TEXTO FORNECIDO>

++++++++

Tento me manter positivo a despeito das desgraças que em nós ultimamente impera. É um exercício e tanto levando em conta que os dias que se passam não nos oferecem muitas esperanças - e olha que pouco vejo telejornais - e o prognóstico é duvidoso. A falta de rotina, e por rotina me refiro a compromissos funcionais como trabalho, reuniões e escola, é uma das condições que mais descaracterizam o ser humano. A ideia de ter algo para fazer mesmo a contragosto é o que motiva alguém a acordar todos os dias às 5:00 da manhã.

Pensando nisso que tento me organizar enquanto nas ruas só há vírus e poeira. Acordo cedo, preparo meu café e como alguma coisa. Feito o desjejum, me deito na cama e tento ler por uma ou duas horas. Atividade que se impõe penosamente, já que minha concentração é intermitente e minha cabeça não encontra o equilíbrio necessário entre a tranquilidade de poder esquecer a realidade por aquele momento e não esquecê-la de fato. O que me faz trocar de livro uma vez por semana para ver se embalo. O da vez é A guerra dos tronos. História que conheço de cabo a rabo, mas percebo minha necessidade cada vez maior de ler algo fácil ou menos pesado ou menos verdadeiro. Tentei Dostoiévski e Graciliano Ramos; real demais. Após a leitura, vejo se preciso preparar o almoço ou se ainda há o resto da janta na geladeira. Cozinho ou esquento. Me deito novamente e tento ler, mas sempre o sono me impede e a tarde se vai sem eu sequer olhar para um outro ser humano. Depois tento jogar no computador um jogo de tiro qualquer ou card game e logo me enjoo. Parece que tudo cansa rápido, perde logo o sentido. Assisto um filme ou dois e já é hora de dormir novamente.

++++++++

MATERIAL EXIBIDO>
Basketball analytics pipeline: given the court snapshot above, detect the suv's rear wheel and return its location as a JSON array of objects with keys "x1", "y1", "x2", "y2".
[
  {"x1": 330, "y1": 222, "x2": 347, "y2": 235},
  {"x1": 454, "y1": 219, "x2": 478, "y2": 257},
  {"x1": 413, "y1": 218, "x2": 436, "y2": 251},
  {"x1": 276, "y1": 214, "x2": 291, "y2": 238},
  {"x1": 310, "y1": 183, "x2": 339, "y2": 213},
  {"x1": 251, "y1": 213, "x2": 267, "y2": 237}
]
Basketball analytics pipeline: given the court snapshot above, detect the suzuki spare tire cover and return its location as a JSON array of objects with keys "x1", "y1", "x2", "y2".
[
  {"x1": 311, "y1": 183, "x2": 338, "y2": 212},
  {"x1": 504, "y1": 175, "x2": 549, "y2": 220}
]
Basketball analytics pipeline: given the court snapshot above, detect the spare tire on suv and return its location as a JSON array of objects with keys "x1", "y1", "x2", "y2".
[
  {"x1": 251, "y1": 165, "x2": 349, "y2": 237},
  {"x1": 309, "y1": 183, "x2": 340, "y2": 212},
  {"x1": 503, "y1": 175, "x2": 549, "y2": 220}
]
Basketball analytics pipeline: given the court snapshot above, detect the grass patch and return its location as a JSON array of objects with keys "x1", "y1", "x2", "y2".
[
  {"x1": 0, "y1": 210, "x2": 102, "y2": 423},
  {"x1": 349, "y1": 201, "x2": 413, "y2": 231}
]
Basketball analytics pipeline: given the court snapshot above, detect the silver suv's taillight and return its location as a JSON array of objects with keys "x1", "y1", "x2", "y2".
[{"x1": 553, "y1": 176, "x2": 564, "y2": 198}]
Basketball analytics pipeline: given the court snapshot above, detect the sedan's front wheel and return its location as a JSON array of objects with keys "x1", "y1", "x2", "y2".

++++++++

OBJETIVO>
No texto sobre a rotina diária, com que frequência quem escreve troca de livro? Responda apenas com base no texto.

RESULTADO DA TAREFA>
Uma vez por semana.